* Start Extract *

Loyola University New Orleans has been chosen as the host site of this year’s prestigious Dunwalke Lecture in archaeology. Chosen by the Archaeological Institute of America lecture program committee, the series features speakers who present on current trends in archeology. This year’s presenter is Dr. Michael Hoff, professor of art history from the University of Nebraska-Lincoln.

The free lecture, “Pirates and Romans: Cities of the Rough Cilicia Coast,” takes place Tuesday, Oct. 6, at 8 p.m., in Miller Hall, Room 114, and is presented by the Classical Studies Program in the College of Humanities and Natural Sciences at Loyola University New Orleans and the New Orleans chapter of the Archaeological Institute of America.

The presentation will highlight the work of the Rough Cilicia Archaeological Research Project, which documents ancient Cilicia communities by studying their urban planning and architecture to gain an understanding of land use and urban needs during the Roman Empire. Ancient sites that will be disucssed include Selinus, Lamos, Juliosebaste and Antiocheia ad Cragum.

“At the end of the Hellenistic period, the south-central coast of Asia Minor, known today as Turkey, was the base of operations for pirates who preyed upon merchant vessels operating in the regions between Italy and the Levant,” said Connie Rodriguez, associate professor of languages and director of the classical studies program at Loyola. “After the Romans rid the area of the pirate threat, cities began to spread at a rapid pace up and down the coast of the province of Rough Cilicia.”

“Although these cities are still visible today, few of these urban areas have been studied or even explored by archaeologists,” said Rodriguez.

In the presentation, Hoff will pay particular attention to the city of Antiocheia, where he is currently excavating a Roman imperial temple.

The Clarence and Anne Dillon Dunwalke Trust, which supports a number of projects sponsored by various cultural institutions in the U.S., donated funds for the establishment of an endowed lectureship in honor of Clarence and Anne Dillon Dunwalke in 2000.

* End Extract *

Aim 1>
According to the announcement, in which room of Miller Hall will the lecture take place?
Aim 2>
Reproduce the part of the announcement from "The Clarence and" to "Dunwalke in 2000.".
The data that comes next is separate from the announcement.

* Start Supplied material *

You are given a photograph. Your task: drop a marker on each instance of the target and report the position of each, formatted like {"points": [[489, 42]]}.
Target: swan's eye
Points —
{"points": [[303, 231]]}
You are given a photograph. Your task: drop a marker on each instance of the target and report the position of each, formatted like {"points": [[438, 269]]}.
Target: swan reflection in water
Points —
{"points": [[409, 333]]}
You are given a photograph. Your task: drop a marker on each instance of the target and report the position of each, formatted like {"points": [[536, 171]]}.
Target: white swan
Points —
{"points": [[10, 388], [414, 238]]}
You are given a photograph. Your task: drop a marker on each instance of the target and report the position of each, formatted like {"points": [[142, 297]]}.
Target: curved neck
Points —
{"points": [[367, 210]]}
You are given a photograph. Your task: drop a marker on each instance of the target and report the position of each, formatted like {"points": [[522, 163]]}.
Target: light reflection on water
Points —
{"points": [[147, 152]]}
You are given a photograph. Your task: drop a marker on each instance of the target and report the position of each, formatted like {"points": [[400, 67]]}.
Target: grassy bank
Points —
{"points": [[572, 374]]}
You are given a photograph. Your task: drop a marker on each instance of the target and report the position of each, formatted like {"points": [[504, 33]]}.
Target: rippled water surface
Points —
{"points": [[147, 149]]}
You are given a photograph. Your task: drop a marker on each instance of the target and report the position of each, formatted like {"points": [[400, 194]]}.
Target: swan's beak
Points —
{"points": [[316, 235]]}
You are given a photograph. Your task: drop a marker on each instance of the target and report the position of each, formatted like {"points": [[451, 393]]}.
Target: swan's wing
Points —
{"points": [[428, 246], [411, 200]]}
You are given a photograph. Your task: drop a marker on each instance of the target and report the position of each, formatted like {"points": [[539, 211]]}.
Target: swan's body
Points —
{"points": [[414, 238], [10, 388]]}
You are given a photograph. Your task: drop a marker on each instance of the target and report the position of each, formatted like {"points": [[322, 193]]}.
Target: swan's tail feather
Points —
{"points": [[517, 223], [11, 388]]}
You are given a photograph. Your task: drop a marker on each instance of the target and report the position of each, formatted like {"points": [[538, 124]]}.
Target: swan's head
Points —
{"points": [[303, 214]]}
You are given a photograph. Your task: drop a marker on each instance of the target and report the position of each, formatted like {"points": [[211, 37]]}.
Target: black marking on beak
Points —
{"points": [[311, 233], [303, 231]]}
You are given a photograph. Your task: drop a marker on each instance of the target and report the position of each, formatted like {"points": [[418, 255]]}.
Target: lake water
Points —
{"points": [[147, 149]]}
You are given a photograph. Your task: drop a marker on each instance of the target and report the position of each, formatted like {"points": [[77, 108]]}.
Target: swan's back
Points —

* End Supplied material *

Correct output 1>
Room 114

Correct output 2>
The Clarence and Anne Dillon Dunwalke Trust, which supports a number of projects sponsored by various cultural institutions in the U.S., donated funds for the establishment of an endowed lectureship in honor of Clarence and Anne Dillon Dunwalke in 2000.